Wednesday, November 23, 2011
WHAT STARK COUNTY POLITICIANS SHOULD STARK COUNTIANS BE THANKFUL FOR IN 2011?
2011 is the SCPR's fourth annual Thanksgiving Day listing of those Stark County politicians who made Stark a better place to live in by actions taken this year.
NUMBER ONE - RANDY GONZALEZ
On October 31st he led the Stark Dems in making Republican Alex Zumbar the Dems' selection to be Stark County treasurer.
In doing so he spared Stark County further travail on the - on again, off again - replacement of Gary Zeigler as Stark County treasurer.
The SCPR will not, once again, go through the agonizing details of the circumstances of Zeigler's removal from public office by county commissioners (August 23, 2010), his reinstatement by the Ohio Supreme Court (June 23, 2011) and his retirement/resignation in October of this year.
Here is a link (CLICK HERE) that readers can go to and refresh themselves on the twists and turns of what local attorney and civic activist Craig T. Conley has termed as being "Zeiglergate."

# WHAT TO PRODUCE
Pick up the post about Stark County politicians to be thankful for in 2011 after its last sentence and write what comes next.

# DATA UNDER STUDY

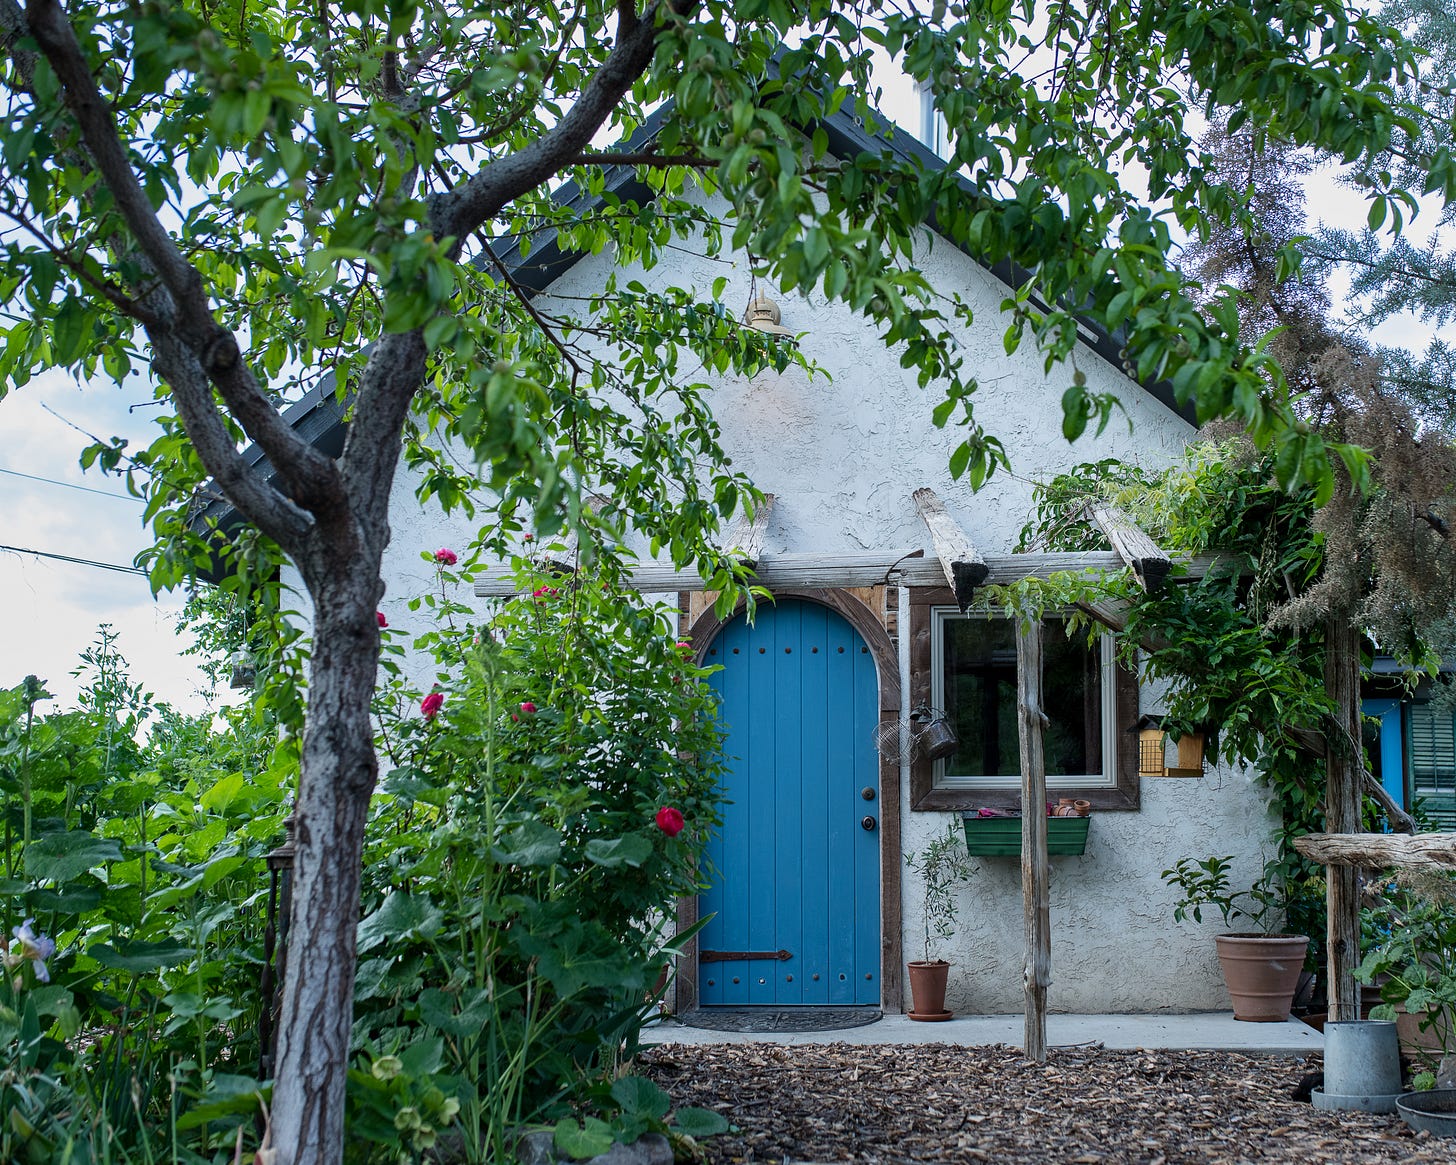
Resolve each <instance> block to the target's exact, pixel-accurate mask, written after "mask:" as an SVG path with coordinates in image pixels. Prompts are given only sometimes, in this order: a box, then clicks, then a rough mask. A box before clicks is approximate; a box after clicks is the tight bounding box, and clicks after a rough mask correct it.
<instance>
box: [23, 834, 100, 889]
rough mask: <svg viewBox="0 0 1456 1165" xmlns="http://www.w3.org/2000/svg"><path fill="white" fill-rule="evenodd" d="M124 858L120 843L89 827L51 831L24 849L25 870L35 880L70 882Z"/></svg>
mask: <svg viewBox="0 0 1456 1165" xmlns="http://www.w3.org/2000/svg"><path fill="white" fill-rule="evenodd" d="M119 861H121V843H119V842H116V840H115V839H112V837H96V836H93V834H90V833H87V832H86V830H71V832H68V833H51V834H48V836H45V837H38V839H36V840H33V842H31V845H29V848H28V849H26V850H25V872H26V874H28V875H29V877H31V878H33V880H35V881H44V880H50V881H54V882H67V881H70V880H71V878H74V877H76V875H77V874H84V872H86V871H87V869H92V868H93V866H98V865H105V864H106V862H119Z"/></svg>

# SOLVED PROBLEM
When the Democrats met on October 31st, there was considerable resistance to the notion that they would select a Republican to fill out the unexpired portion of Zeigler's term (September, 2013).
Alex Zumbar was the Republican selectee (In September, 2010) to run for the office (in the November, 2010 election) on it being vacated by the commissioners in late August in their removal of Zeigler.
Ken Koher was selected by Democrats as their appointee to serve as Stark County treasurer beginning later in September. Moreover, the Dems selected Koher as their nominee for the November, 2010 election which he lost to Zumbar.
When Zeigler retired/resigned on October 19th of this year, the county commissioners appointed Zumbar as "interim" treasurer pending a permanent selection by the Stark Dems which was their right by virtue of Zeigler having been a Democrat officeholder.
And that brings us to October 31st and the stellar job of leadership demonstrated by Gonzalez in the face of considerable opposition.
All Stark Countians should be grateful for Gonzales stepping forward and exercising leadership which likely cost his political party control of the Stark treasury for years to come.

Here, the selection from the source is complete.